Goal of the exercise:
Check each line of the entries. Copy the ones that contain the string "building".
(Beginning of Data to examine)
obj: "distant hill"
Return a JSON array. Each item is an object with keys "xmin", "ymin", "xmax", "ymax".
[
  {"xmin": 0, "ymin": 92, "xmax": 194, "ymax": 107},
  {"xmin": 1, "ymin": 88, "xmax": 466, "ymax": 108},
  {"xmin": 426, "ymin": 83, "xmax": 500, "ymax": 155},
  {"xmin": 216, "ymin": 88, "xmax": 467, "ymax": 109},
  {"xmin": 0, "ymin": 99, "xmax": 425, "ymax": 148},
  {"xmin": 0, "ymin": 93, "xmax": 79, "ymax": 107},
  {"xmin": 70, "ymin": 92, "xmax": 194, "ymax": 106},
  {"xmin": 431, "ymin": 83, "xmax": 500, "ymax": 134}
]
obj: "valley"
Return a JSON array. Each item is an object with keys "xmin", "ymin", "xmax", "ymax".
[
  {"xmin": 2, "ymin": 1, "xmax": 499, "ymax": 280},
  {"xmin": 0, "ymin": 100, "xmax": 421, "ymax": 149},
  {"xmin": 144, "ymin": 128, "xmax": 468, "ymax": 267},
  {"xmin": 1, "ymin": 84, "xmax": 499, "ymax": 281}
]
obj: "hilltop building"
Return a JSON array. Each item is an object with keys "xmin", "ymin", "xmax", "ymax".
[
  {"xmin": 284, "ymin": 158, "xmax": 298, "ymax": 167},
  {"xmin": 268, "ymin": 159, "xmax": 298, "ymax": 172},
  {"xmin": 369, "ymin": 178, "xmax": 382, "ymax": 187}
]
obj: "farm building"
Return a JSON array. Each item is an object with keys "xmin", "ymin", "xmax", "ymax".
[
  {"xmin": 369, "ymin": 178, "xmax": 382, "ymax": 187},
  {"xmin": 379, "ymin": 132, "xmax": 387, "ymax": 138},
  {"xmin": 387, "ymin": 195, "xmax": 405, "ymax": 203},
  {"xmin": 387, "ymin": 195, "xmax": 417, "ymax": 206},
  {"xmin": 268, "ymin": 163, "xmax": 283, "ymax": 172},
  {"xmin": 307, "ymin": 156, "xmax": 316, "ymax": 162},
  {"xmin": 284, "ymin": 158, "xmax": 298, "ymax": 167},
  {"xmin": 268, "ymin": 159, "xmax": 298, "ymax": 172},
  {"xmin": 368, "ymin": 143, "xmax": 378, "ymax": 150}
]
(End of Data to examine)
Task solution:
obj: "hilltop building"
obj: "farm building"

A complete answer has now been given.